_YOUR OBJECTIVE_
Print the data below exactly, but only the lines from the one containing "wanted | a pin on every instance of the bird's pale" down to the one containing "form | each point like <point>215,31</point>", inclusive.

··· RECORD EXTRACTS

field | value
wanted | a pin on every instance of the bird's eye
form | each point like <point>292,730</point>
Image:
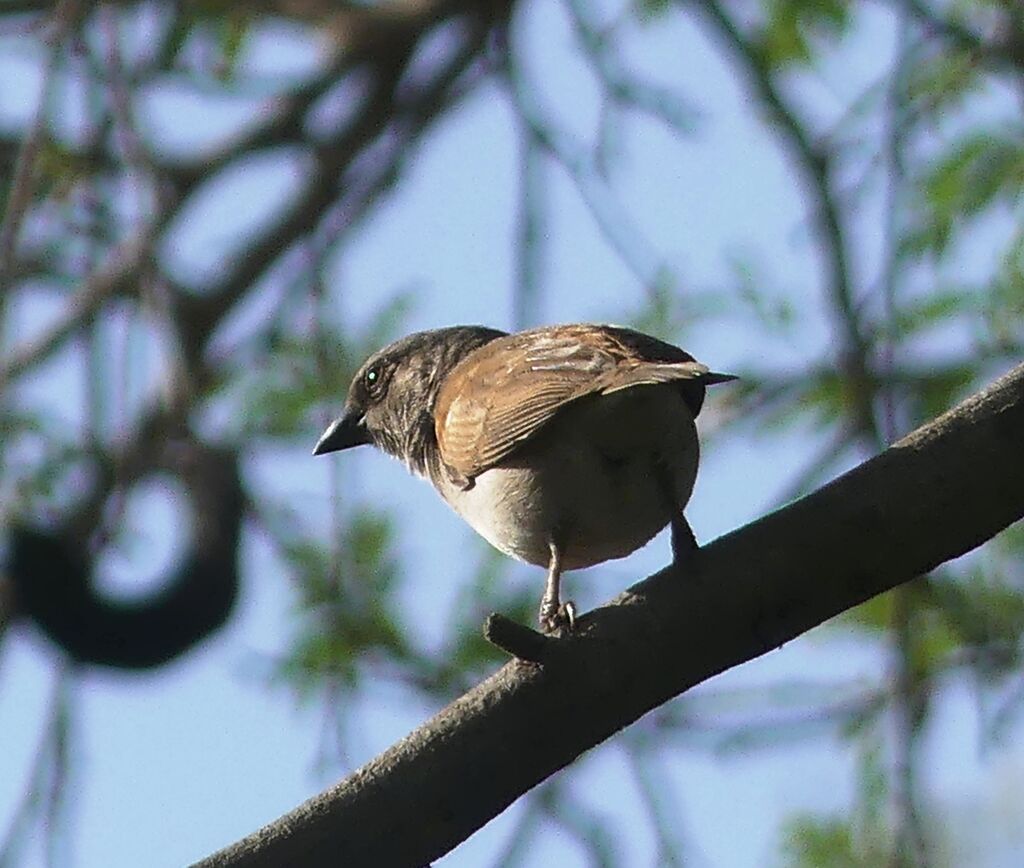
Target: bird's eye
<point>372,379</point>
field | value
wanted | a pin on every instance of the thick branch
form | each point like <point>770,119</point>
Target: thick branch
<point>934,495</point>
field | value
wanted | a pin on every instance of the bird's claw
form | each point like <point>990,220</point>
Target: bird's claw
<point>556,618</point>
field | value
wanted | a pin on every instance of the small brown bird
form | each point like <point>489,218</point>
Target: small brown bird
<point>562,446</point>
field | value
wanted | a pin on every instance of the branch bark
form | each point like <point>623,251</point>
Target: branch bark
<point>932,496</point>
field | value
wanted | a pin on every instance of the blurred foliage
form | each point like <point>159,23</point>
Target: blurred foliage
<point>932,148</point>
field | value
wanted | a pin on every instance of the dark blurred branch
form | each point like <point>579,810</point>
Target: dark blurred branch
<point>1001,53</point>
<point>815,165</point>
<point>120,271</point>
<point>25,177</point>
<point>932,496</point>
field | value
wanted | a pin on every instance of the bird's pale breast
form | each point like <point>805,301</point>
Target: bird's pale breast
<point>602,478</point>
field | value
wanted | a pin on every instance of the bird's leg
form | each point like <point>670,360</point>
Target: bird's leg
<point>554,614</point>
<point>684,544</point>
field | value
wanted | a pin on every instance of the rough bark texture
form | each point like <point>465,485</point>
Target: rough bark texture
<point>934,495</point>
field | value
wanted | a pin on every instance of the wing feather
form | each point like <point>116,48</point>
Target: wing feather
<point>506,391</point>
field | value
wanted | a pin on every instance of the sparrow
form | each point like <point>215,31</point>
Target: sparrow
<point>563,446</point>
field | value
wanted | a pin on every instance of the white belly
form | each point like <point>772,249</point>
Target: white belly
<point>602,479</point>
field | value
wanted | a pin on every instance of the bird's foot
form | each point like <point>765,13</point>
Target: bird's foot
<point>557,617</point>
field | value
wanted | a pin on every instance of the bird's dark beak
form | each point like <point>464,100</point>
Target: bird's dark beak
<point>343,434</point>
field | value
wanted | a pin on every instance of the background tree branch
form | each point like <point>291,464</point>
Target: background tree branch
<point>932,496</point>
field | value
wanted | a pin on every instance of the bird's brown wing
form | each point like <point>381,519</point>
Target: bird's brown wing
<point>503,393</point>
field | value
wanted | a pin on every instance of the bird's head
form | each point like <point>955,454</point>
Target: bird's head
<point>391,399</point>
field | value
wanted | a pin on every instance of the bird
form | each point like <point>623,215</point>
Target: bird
<point>563,446</point>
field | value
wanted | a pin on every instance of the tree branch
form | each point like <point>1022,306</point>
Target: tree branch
<point>932,496</point>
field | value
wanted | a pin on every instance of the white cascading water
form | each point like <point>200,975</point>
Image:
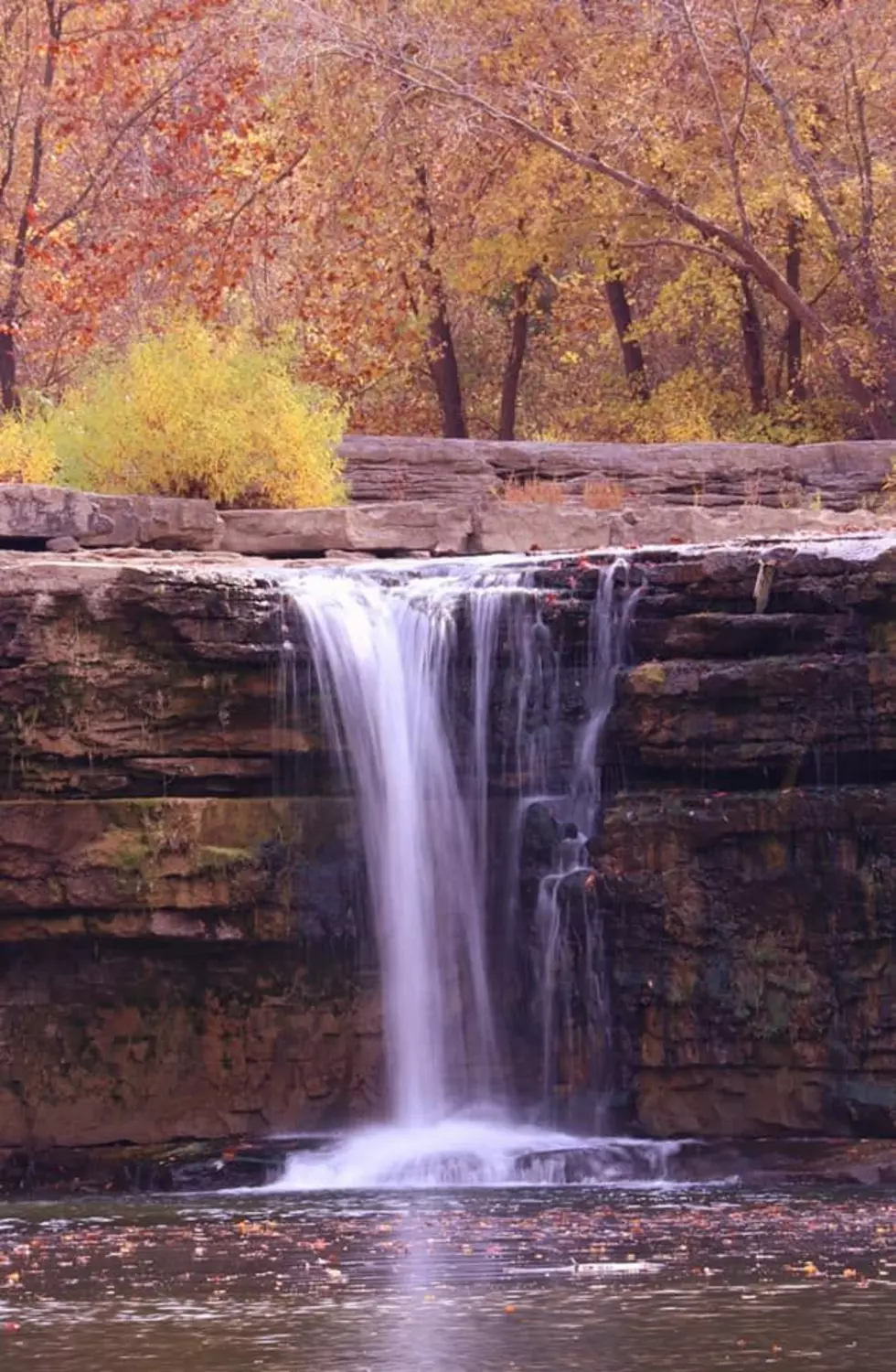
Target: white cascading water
<point>383,645</point>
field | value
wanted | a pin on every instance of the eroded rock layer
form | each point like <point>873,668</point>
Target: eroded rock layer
<point>184,949</point>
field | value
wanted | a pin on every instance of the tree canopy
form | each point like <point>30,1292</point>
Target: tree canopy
<point>630,220</point>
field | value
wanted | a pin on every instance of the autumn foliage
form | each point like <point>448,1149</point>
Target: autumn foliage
<point>641,220</point>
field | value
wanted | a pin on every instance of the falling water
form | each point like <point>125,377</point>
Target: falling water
<point>384,647</point>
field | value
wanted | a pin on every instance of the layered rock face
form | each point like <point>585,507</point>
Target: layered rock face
<point>180,952</point>
<point>750,862</point>
<point>183,933</point>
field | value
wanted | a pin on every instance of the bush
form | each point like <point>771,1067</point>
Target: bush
<point>202,412</point>
<point>27,452</point>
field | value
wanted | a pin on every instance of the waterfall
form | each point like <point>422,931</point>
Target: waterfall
<point>384,642</point>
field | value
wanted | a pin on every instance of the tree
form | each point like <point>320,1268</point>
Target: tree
<point>717,110</point>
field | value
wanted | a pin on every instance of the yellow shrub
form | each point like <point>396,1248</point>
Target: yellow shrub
<point>27,452</point>
<point>203,412</point>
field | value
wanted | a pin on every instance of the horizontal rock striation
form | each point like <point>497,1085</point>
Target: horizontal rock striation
<point>184,944</point>
<point>841,475</point>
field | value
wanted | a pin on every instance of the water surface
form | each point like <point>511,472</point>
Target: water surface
<point>482,1281</point>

······

_REPLY TO THE TASK_
wanted | a pin on every instance of the bird's pale breast
form | each point like <point>805,301</point>
Target: bird's pale breast
<point>602,478</point>
field | value
wanted | a pin on every instance of the bird's leg
form | each point like <point>670,360</point>
Target: bird's leg
<point>554,614</point>
<point>684,544</point>
field | value
wanted | a pin on every instance of the rough bark texture
form | each point like <point>465,485</point>
Target: rough bark texture
<point>934,495</point>
field | value
wanted | a pin on every instance of the wing feather
form | each point like <point>116,48</point>
Target: wing feather
<point>506,391</point>
field | value
wanted | a pin on every instance of the sparrow
form | each point like <point>215,31</point>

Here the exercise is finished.